─── Exercise data

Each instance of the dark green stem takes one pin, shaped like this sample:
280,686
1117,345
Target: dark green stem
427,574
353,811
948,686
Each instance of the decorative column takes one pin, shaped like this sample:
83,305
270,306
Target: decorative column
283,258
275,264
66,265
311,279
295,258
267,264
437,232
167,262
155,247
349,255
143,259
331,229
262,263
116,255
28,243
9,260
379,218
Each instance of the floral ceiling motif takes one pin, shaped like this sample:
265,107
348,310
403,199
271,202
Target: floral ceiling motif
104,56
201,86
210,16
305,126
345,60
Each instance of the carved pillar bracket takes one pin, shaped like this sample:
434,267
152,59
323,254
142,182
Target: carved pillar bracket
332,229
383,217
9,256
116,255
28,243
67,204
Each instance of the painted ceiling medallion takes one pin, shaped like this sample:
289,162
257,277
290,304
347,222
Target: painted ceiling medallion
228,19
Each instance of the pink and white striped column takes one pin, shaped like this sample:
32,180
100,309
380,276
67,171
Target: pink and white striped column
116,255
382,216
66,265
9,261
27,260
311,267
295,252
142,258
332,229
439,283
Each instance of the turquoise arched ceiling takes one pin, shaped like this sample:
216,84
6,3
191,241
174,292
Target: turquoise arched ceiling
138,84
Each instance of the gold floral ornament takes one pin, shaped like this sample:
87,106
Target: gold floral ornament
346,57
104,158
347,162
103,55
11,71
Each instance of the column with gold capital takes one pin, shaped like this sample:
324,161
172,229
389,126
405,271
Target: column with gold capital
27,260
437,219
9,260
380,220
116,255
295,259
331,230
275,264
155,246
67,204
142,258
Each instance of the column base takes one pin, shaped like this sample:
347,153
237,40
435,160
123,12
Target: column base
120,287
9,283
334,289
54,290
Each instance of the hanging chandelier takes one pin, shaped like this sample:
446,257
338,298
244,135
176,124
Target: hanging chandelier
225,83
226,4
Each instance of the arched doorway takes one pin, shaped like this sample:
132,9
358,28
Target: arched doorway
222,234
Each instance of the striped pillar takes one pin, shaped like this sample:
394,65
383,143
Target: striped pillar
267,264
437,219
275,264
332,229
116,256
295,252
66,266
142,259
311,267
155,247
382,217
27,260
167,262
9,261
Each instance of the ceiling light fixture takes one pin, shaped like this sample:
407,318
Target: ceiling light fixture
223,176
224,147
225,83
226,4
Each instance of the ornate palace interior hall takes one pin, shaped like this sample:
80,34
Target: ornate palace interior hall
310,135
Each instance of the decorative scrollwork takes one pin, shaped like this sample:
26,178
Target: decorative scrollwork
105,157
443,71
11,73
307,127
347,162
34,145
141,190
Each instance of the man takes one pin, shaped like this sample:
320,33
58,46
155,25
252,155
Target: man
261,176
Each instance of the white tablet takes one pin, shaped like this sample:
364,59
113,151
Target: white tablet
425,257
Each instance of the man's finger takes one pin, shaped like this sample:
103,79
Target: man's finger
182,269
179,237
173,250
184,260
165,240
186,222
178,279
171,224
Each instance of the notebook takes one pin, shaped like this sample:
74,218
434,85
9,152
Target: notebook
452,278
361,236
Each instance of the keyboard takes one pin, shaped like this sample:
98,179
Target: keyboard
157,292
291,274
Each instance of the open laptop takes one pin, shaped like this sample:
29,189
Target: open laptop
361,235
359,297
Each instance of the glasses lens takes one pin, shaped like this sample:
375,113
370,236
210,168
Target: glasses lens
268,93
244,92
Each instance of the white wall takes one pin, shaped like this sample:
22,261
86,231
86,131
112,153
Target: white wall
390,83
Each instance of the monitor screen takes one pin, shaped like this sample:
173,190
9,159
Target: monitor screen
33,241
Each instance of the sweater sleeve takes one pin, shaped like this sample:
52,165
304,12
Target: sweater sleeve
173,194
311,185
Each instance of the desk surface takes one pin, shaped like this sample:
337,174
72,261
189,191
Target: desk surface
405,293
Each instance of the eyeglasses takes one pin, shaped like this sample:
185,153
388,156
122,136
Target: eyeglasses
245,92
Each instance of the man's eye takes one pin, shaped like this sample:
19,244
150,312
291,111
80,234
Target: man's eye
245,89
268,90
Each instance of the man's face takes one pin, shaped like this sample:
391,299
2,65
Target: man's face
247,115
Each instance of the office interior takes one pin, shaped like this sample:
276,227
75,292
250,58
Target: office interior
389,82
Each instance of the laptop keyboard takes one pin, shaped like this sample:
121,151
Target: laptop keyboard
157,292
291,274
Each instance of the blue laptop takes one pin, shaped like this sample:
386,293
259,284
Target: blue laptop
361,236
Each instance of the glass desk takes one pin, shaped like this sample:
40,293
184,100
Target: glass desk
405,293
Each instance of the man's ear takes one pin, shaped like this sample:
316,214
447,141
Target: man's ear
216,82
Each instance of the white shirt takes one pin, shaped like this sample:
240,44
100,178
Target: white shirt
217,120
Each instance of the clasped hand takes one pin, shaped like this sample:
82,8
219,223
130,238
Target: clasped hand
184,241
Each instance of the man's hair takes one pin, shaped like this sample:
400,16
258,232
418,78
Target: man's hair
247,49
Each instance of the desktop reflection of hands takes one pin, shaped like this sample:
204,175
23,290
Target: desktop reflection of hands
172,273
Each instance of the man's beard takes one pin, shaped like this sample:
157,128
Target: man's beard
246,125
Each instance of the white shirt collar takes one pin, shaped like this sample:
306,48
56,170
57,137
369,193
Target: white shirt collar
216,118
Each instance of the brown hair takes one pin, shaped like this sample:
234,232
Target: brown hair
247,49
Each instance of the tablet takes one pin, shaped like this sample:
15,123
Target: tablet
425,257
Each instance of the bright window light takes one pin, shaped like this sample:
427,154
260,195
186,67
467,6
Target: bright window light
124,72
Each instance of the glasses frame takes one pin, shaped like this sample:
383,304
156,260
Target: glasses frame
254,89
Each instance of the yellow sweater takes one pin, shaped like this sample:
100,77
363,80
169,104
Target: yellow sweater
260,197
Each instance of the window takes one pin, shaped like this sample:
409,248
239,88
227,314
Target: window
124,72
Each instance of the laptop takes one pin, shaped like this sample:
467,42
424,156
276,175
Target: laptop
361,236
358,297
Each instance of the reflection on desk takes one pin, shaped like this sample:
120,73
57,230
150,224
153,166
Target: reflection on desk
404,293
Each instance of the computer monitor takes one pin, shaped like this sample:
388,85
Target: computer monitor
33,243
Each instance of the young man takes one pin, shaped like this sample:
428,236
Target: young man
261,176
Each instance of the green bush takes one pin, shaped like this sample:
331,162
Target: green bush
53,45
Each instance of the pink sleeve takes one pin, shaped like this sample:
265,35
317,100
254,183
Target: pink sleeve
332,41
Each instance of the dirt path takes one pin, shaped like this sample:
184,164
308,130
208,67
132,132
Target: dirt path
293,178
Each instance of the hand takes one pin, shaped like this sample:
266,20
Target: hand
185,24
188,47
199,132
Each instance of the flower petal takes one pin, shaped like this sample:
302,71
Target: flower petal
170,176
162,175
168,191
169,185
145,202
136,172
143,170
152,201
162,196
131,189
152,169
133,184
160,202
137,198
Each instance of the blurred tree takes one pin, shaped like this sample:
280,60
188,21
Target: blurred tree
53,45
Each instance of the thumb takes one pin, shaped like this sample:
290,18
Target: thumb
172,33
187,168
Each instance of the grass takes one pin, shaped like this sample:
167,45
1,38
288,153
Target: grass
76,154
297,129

──────

• **Objective**: Reproduce the records word for word, from the line containing "Each instance of the blurred" through the end of the records.

• **Output for this task**:
Each instance of the blurred tree takes one pin, shaped like this sample:
280,60
188,21
Target: blurred tree
53,45
Each instance of the thumb takes one pin, shaped like this sample:
290,18
Target: thumb
172,33
187,168
Each instance of the grass takes one pin, shaped like this sample:
167,45
1,38
288,153
Target: grass
76,154
297,129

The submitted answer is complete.